_SHORT TASK 1_
In the Excel forum thread, which custom number format is suggested for masking zero values?

+++

I think I may have to sit down with the FD and explain some basic Excel functions to him  :Smilie:

----------


## teylyn

Hi Andrew-R,

white text on white background is only one option. 

Another one is to mask zero values with custom format 0;;; -- you see a blank cell, but the value is really zero. (Of course, you can use Tools - Options (in XL 2003) to hide zero values (and with another path of settings in later versions)).

That's why I LOVE the Evaluate Formula tool for troubleshooting. It shows what a cell REALLY delivers to Excel calculations.

I just wish Microsoft made the actual evaluation window bigger than four rows (or allow the window to be re-sized), so I don't have to scroll endlessly on a Sumproduct or an Array formula!!

With regards to your FD (whatever that may be), they are using Excel as well as they've been trained to use it. Then, after they have exploited their capacities, they try to hack the desired results. You should actually congratulate her/him on this ingenuity: s/he made the system do what s/he wanted to see, without knowing what s/he was really affecting. 

Then you came along, with your expertise and popped the balloon. Be gentle. S/he seems to have great potential, bite, and creativity. Nurture her/him and make her/him see the light. You'll probably be able to develop a great Excel-geeky relationship.

It can be fun. Otherwise, how would forums like these survive?

cheers

----------


## Andrew-R

Funnily enough, one of the long-standing items on my "Things to do" list is to run an internal Excel course.  There are a number of people interested in learning Excel macros and I'd like to get them started.  Unfortunately their existing skills range from barely being able to open Excel through to skilled writers of formula and some who are familiar with other programming languages and just don't happen to know VBA.

+++

_SHORT TASK 2_
Turn the records into a numbered list, from the line with "TARGET = dog's ear" through the end of the records, omitting blank lines.

(Coordinate annotation entries)
+++

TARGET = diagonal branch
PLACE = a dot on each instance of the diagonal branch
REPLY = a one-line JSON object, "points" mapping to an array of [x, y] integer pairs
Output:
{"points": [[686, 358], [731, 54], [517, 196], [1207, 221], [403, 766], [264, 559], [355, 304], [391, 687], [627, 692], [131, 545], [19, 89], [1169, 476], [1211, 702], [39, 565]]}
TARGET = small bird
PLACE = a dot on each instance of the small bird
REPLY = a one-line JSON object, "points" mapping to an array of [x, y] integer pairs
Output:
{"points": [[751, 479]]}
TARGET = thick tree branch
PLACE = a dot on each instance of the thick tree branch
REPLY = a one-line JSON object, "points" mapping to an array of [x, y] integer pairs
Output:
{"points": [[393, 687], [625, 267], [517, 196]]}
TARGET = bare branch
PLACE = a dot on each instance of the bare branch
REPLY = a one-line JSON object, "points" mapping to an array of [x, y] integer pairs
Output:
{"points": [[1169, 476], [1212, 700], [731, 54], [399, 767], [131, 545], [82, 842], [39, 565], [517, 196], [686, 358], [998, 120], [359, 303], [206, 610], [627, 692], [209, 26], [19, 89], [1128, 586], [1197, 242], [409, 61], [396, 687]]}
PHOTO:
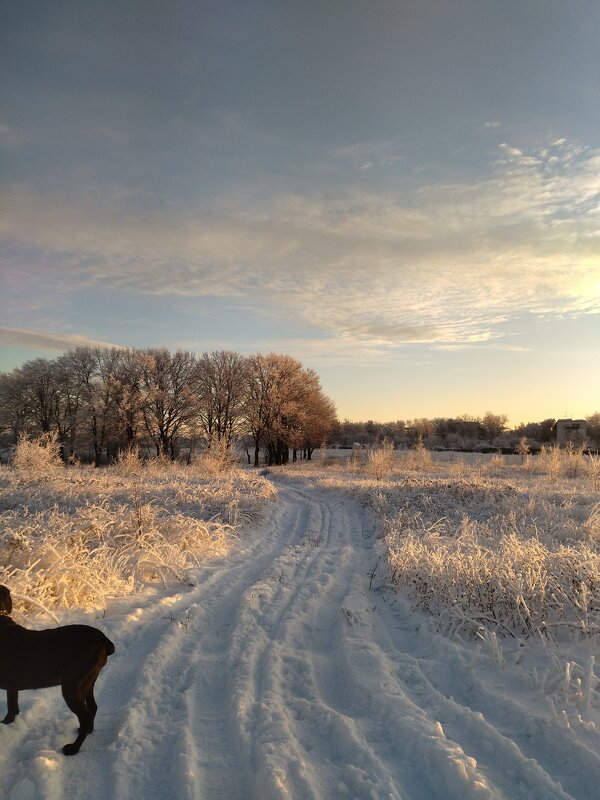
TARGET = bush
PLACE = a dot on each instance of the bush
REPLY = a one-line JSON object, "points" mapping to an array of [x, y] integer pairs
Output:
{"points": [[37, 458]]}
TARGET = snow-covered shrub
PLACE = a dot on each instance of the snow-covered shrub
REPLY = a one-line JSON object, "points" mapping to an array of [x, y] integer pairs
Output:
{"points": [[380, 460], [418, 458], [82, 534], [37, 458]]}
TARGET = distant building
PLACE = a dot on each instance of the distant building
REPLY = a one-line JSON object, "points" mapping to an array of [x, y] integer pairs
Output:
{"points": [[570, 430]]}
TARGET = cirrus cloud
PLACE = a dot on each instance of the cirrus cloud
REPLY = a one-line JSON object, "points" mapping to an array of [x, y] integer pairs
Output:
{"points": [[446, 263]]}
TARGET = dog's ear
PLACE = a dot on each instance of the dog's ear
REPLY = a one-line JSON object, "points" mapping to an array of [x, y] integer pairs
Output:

+++

_EXERCISE ANSWER 1_
0;;;

_EXERCISE ANSWER 2_
1. TARGET = dog's ear
2. PLACE = a dot on each instance of the dog's ear
3. REPLY = a one-line JSON object, "points" mapping to an array of [x, y] integer pairs
4. Output:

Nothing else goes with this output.